Rationalize the denominator
\(\frac{2}{\sqrt{5}}\)
Solution
\(\frac{2}{\sqrt{5}}\)
= Here, the denominator = \(\sqrt{5}\)
= Rationalizing factor (R.F) = \(\sqrt{5}\)
Multiplying the numerator and denominator by \(\sqrt{5}\), we get
= \(\frac{2}{\sqrt{5}}\)\(\times\)\(\frac{\sqrt{5}}{\sqrt{5}}\)
= \(\frac{2\sqrt{5}}{5}\)
Hence , the denominator is rationalized.
Write the simplest rationalizing factor of:
\(\sqrt{50}\)
Solution
\(\sqrt{50}\)
= \(\sqrt{5×5×2}\)
= \(\sqrt{(5)^2×2}\)
= 5\(\sqrt{2}\)
If we multiply 5\(\sqrt{2}\) by \(\sqrt{2}\) we will get the rational number. So, \(\sqrt{2}\) is the simplest rationalizing factor of \(\sqrt{50}\).

::::::

» **WORK TO COMPLETE**
- A) In the passage on rationalizing denominators, what is given as the simplest rationalizing factor of √50?
- B) List every expression in the chain of equalities that the passage on rationalizing denominators uses to simplify √50, from first to last.
These data come from a source separate from the passage on rationalizing denominators.

» **Records drawn from a dataset**
::::::

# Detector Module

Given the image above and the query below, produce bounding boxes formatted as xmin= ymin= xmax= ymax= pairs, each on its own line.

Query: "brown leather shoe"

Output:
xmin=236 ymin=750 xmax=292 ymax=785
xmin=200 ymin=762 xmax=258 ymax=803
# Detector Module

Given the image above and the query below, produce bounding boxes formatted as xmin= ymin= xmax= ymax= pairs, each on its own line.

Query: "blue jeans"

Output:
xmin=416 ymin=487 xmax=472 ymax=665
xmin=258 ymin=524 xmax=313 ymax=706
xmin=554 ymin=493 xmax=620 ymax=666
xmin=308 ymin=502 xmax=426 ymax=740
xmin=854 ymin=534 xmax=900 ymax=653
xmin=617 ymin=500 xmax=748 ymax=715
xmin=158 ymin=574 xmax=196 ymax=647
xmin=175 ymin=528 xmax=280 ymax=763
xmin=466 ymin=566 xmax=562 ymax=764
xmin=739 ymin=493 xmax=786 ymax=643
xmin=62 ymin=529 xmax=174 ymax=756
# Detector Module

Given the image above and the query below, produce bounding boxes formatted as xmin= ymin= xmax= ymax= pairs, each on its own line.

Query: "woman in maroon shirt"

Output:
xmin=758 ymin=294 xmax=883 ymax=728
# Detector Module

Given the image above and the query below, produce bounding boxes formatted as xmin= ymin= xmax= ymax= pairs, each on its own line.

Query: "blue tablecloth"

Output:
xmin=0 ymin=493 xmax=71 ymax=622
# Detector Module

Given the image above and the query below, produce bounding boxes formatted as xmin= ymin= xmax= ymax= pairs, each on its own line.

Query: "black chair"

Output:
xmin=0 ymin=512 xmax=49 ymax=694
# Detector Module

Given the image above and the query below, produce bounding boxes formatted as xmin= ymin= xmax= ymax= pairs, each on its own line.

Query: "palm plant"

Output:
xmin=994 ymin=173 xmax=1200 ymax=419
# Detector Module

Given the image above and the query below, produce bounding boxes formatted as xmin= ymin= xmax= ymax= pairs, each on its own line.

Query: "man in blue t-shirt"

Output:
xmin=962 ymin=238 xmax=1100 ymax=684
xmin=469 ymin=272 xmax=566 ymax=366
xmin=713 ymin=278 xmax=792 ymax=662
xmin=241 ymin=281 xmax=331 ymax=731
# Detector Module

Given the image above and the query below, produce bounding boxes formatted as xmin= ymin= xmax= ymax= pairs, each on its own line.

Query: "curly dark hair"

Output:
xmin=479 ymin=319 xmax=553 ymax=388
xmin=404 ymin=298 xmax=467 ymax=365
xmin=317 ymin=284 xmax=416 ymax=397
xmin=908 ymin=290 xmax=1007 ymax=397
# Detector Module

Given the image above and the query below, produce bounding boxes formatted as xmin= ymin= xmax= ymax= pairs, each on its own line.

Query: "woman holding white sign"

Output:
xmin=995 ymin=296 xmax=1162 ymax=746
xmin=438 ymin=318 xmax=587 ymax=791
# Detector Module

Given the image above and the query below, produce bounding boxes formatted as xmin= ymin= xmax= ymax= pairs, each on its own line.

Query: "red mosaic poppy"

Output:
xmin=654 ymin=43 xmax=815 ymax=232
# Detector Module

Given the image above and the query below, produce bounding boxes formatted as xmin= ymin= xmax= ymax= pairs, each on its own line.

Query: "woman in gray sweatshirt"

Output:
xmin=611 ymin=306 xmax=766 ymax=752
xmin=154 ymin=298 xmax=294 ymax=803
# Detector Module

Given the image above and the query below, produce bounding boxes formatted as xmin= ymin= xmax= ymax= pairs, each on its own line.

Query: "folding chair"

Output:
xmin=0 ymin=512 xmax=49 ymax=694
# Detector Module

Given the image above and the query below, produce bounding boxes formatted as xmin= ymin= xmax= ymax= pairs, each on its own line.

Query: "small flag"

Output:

::::::

» **REPLIES**
- A) √2

- B)
- √50
- √(5×5×2)
- √((5)²×2)
- 5√2